SHORT PROBLEM: Reproduce the following items word for word, omitting the pictures.

········

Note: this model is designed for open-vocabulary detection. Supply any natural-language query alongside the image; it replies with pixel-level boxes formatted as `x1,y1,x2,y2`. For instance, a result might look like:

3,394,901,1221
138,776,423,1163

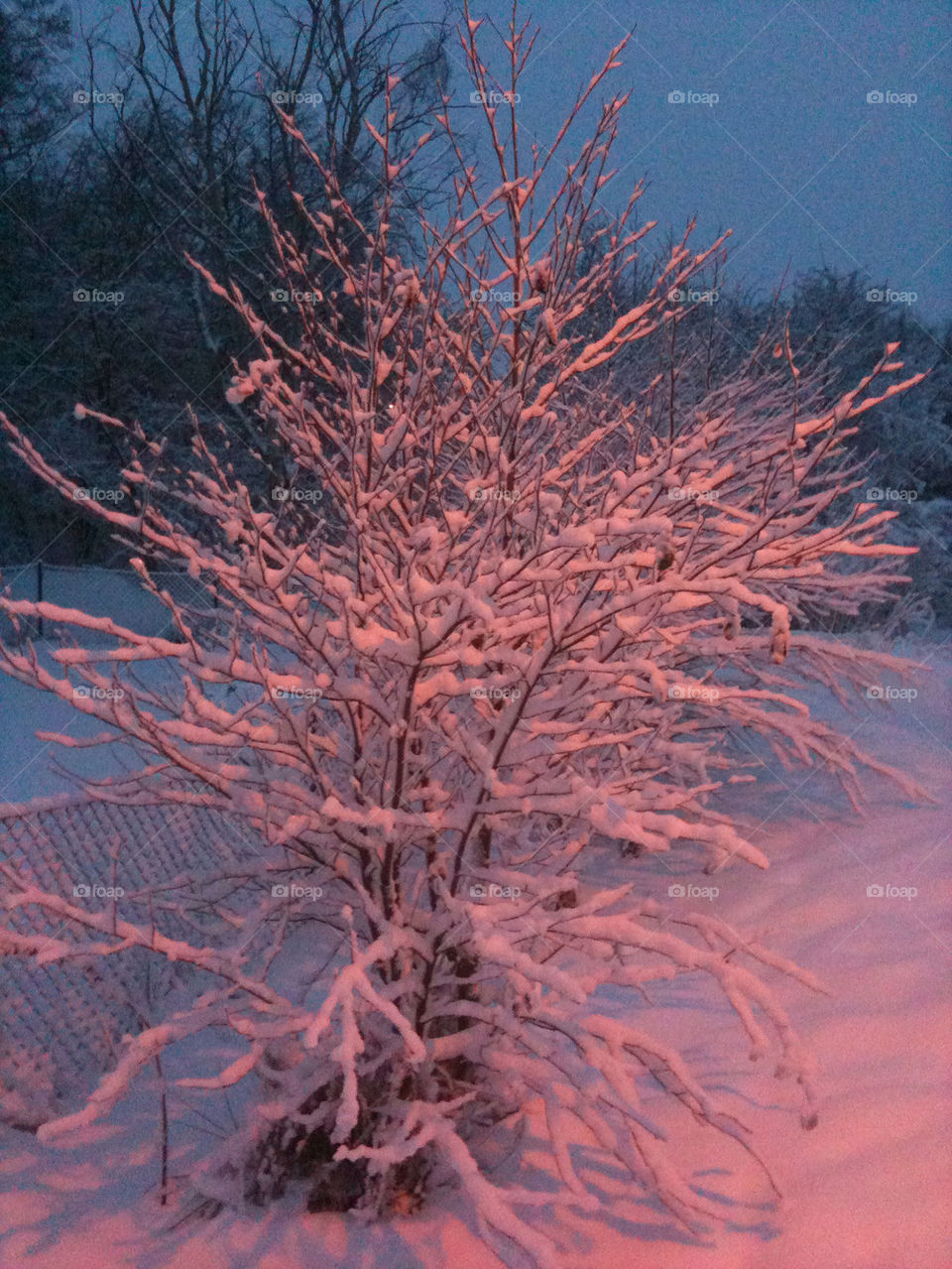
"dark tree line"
0,0,952,618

········

TASK RESPONSE:
Note: this model is designed for open-vocabulary detection. Supply any natural-language query alongside the image; it replies with pixel-level boxes formatted as `x1,y1,x2,y2`. For instance, a result might look like:

3,394,901,1221
138,776,423,1163

"dark tree line"
0,0,952,618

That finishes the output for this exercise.